◆ Tasks ◆
A: In the article about the Fresno guitarist's liver donation, when and where is the benefit concert being held?
B: Retype the article about the Fresno guitarist's liver donation from "Blue and Jackson" to "it was scheduled.".

◆ Selected text ◆
******************************

Joshua Tehee

Music fan faced death until Fresno blues guitarist stepped in

Richie Blue and Caroline Jackson, after surgery. In June, Blue donated a piece of his liver to Jackson.
Richie Blue and Caroline Jackson, after surgery. In June, Blue donated a piece of his liver to Jackson. Special to The Bee

A year ago, Richie Blue and Caroline Jackson were, at best, acquaintances.

They’d met in passing at Central Valley Blues Society events: he as a guitarist and performer; she as a music lover and fan. Jackson talked casually with Blue’s wife, Marilyn, from time to time, not knowing the role Blue would eventually have in saving her life.

The pair are now bonded through personal sacrifice and a vital organ.

“I have a piece of his liver growing in me, with his DNA,” says Jackson, who has been battling liver disease for the past 15 years. In June, Blue underwent surgery as Jackson’s living donor. “He gave me my life back. Which I can never repay.”

“Obviously, we’re beyond close,” says Blue from his Fresno home, where he will recover for the next several weeks.

To aid in the recovery, the Blues Society is hosting a benefit concert at 4 p.m. Sunday, July 17, at Fulton 55 with bands and musicians Blue has worked with over the years, including 82 Deluxe, Monkey Wrench, Lucky Lopez with Baby Dee, Square 1, Deja Blues and the CVBS All-Stars.

Blue and Jackson plan to attend the show together.

Typically, patients like Jackson are put on a list to receive a transplant organ from a cadaver, though in California, the number of available organs doesn’t meet the need. Jackson has been looking for a living donor since 2013 and had already found and lost a match once before. That surgery was canceled three days before it was scheduled.

Jackson was put on new medicine, which kept her healthy until last year, when she was diagnosed with liver cancer. Suddenly, finding a donor took on grave importance.

Jackson’s husband began a new search for a living donor. He put a simple message on Facebook and a notice in the newspaper asking people to take the blood test. None of Jackson’s family or friends were a match.

There was good response, Jackson says. There were plenty of people who wanted to help, but most were disqualified as candidates early on. Most were too old to donate or had health issues of their own.

“The only one who qualified was Richie,” Jackson says.

That came as a shock to Blue, who had seen the request being shared among members of the Blues Society.

“I didn’t think it would go past the blood test,” he says.

******************************

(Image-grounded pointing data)

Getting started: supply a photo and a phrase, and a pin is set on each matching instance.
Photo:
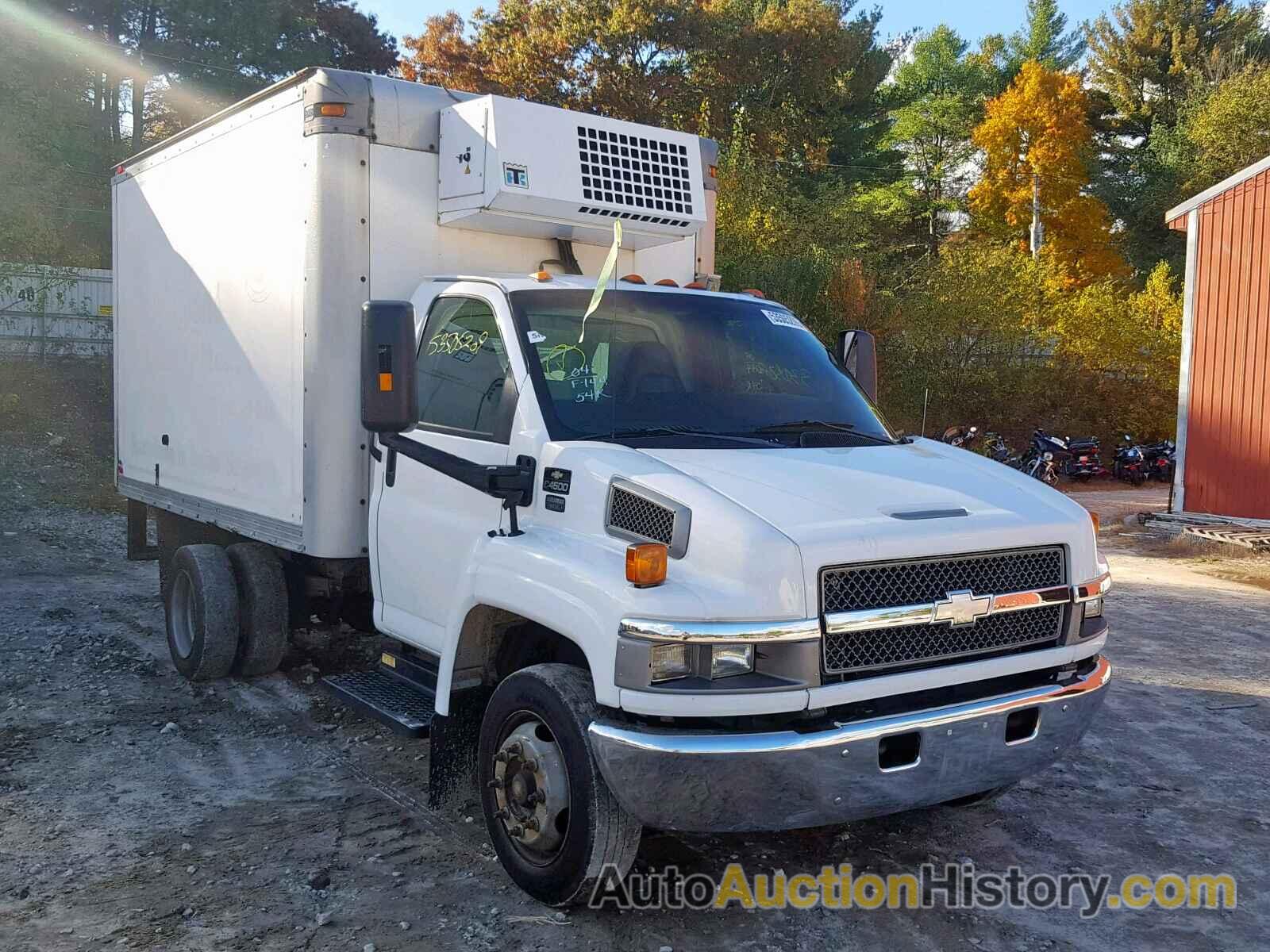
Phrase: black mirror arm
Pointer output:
(512, 484)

******************************

◆ Expected outputs ◆
A: At 4 p.m. Sunday, July 17, at Fulton 55.

B:
Blue and Jackson plan to attend the show together.

Typically, patients like Jackson are put on a list to receive a transplant organ from a cadaver, though in California, the number of available organs doesn’t meet the need. Jackson has been looking for a living donor since 2013 and had already found and lost a match once before. That surgery was canceled three days before it was scheduled.